:: Alıntılanan Metin ::

********

Yeni başkanın işi zor
Hazine’nin eski müşteşarlarından Mahfi Eğilmez, 16 Mart 2006 tarihli Radikal Gazetesi’ndeki köşe yazısında yeni başkanın işinin daha zor olduğunu yazmıştı. Bu görüşe biz de katılıyoruz.

30 yıldır yüksek enflasyonun yaşandığı ve herkesin bundan şikayet ettiği bir dönemde işbaşına gelen Serdengeçti’den tek istenen enflasyonu düşürmesiydi. Serdengeçti de sadece bu hedefe odaklandı ve de enflasyonu tek haneye düşürmeyi başardı.

Oysa artık enflasyonun tek hanede olduğu bir dönemde işbaşına gelecek olan yeni başkanı, hem enflasyonu Avrupa Birliği (AB) ülkeleri düzeyine düşürmek, hem de giderek ağırlaşan işsizlik sorununu hafifletmek için büyümeyi sürdürmek görevi bekliyor. Fakat, geçen ayki yazımızda da işlediğimiz gibi, yüksek enflasyon düzeylerinde enflasyonu düşürmek büyümeye zarar vermez iken, düşük enflasyon düzeylerinde böyle bir ihtimal bulunuyor. Bu durumda birbiriyle çelişen iki amaca birden ulaşmaya çalışmak, yeni başkanın sinirlerini epey gerecek gibi görünüyor.

Ayrıca YTL’deki aşırı değerlenme ve rekor cari açık da yeni başkana sorun yaratacak. Bu sorunlarla ilgili olarak toplumdan ve hükümetten gelen şikayetleri giderek artıyor. Serdengeçti, bu şikayetlere kulak tıkayıp işini yapmayı tercih etmişti ama hükümetin bu kadar yoğun müdahalesiyle işbaşına gelecek yeni başkanın, özellikle hükümetten gelecek tepkilere karşı direnebilmesi biraz zor görünüyor.

Nisan ayı ajandası
Yeni başkan daha koltuğuna kurulur kurulmaz kendini yoğun bir iş temposunun içinde bulacak. Para politikası ile ilgili olarak nisan ayında önemli kararlar vermek zorunda kalacak.hed

Yeni başkanın nisan ayı ajandasında ilk önemli gün 3 Nisan Pazartesi. Bilindiği gibi, hafta içine denk gelmek kaydıyla, her ayın 3’ünde önceki ayın enflasyon verileri yayınlanıyor. 3 Nisan’da da mart ayının enflasyon verileri yayınlanacak.

********

:: Veri Kümesi Kayıtları ::
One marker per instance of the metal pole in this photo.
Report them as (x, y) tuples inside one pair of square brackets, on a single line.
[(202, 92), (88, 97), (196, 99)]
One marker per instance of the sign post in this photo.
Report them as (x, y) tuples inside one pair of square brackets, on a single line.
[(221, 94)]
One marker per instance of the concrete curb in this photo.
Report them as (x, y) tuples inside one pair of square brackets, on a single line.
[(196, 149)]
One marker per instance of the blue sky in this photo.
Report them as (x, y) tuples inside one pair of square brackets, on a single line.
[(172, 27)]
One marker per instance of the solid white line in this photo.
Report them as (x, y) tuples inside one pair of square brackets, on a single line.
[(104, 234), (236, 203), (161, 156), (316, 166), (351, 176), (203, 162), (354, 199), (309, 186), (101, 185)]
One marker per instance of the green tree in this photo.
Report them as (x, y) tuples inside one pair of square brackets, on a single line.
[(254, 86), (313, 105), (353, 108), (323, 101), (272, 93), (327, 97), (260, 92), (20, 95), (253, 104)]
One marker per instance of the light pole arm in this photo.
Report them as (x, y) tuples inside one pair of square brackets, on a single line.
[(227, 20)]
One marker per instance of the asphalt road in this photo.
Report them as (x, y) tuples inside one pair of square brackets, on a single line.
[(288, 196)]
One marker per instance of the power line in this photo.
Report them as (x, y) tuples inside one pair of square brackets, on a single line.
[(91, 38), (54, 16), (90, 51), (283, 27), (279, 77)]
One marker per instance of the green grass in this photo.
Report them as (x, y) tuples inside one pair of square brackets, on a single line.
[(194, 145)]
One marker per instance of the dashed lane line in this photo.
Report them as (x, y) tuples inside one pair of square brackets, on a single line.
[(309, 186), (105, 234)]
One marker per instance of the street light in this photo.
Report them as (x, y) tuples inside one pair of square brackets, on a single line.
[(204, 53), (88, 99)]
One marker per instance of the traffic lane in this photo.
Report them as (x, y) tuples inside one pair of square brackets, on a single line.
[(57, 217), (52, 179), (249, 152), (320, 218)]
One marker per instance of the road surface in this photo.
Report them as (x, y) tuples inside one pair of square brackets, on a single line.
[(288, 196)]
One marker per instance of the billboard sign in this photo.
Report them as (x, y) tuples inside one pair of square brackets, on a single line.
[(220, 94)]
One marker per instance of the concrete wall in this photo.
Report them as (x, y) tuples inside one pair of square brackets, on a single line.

********

:: Hedefler ::
1. Yeni başkanla ilgili metinde "30 yıldır yüksek" ile başlayıp "haneye düşürmeyi başardı." ile biten kısmı hiç değiştirmeden aktarır mısın?
2. Yeni başkanın işini anlatan metni iki cümleyle özetler misin?

:: Çözülmüş Problemler ::
1.
30 yıldır yüksek enflasyonun yaşandığı ve herkesin bundan şikayet ettiği bir dönemde işbaşına gelen Serdengeçti’den tek istenen enflasyonu düşürmesiydi. Serdengeçti de sadece bu hedefe odaklandı ve de enflasyonu tek haneye düşürmeyi başardı.

2. Serdengeçti'den yalnızca enflasyonu düşürmesi istenmişti ve o da enflasyonu tek haneye indirmeyi başarmıştı. Yeni başkanı ise enflasyonu AB düzeyine çekmek ve işsizliği hafifletmek için büyümeyi sürdürmek gibi birbiriyle çelişen iki görev, YTL'deki aşırı değerlenme ve rekor cari açık sorunları, ayrıca nisan ayında para politikasıyla ilgili önemli kararlar bekliyor.